-------- Dataset --------
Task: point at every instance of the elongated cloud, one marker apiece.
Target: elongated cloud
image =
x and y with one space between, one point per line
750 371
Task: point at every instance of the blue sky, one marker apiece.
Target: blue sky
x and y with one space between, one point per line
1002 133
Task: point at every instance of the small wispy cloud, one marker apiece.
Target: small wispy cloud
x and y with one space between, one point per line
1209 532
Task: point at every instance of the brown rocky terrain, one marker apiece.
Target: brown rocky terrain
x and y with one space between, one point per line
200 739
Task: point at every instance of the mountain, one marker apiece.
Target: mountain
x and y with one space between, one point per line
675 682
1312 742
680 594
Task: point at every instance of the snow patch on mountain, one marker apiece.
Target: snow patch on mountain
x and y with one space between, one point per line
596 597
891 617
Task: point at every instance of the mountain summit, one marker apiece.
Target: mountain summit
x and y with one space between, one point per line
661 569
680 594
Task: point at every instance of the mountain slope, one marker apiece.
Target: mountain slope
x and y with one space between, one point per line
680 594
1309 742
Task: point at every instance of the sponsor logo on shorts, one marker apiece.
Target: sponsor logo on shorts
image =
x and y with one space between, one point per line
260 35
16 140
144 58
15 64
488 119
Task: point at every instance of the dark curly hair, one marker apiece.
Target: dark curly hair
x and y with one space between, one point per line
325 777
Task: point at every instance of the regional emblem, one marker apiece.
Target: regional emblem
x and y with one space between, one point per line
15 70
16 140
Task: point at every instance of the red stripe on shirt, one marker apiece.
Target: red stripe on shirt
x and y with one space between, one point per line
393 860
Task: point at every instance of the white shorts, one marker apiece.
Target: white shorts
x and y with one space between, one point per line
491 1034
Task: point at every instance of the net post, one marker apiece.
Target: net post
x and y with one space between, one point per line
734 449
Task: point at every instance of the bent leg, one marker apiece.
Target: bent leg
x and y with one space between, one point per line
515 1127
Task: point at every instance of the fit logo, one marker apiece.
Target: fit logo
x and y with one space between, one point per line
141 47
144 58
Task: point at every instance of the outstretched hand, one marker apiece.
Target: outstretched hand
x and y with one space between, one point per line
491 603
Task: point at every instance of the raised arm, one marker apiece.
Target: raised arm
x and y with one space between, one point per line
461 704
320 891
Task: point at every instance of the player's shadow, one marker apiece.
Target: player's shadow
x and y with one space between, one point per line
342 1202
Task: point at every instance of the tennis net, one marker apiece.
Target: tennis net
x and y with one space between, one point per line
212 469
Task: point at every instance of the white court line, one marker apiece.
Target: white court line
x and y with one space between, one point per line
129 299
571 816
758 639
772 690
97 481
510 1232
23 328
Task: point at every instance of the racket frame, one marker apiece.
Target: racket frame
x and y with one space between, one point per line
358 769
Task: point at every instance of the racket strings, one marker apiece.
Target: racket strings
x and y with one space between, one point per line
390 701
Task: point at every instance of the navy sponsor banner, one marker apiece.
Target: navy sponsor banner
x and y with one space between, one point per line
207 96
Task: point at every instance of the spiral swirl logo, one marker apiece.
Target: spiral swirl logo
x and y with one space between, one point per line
--------
▶ _What the exercise asks_:
Report, for the data above, every line in which the string "spiral" appears.

▶ _Written answer_:
Task: point at every instance of the spiral swirl logo, one marker apiece.
Target: spiral swirl logo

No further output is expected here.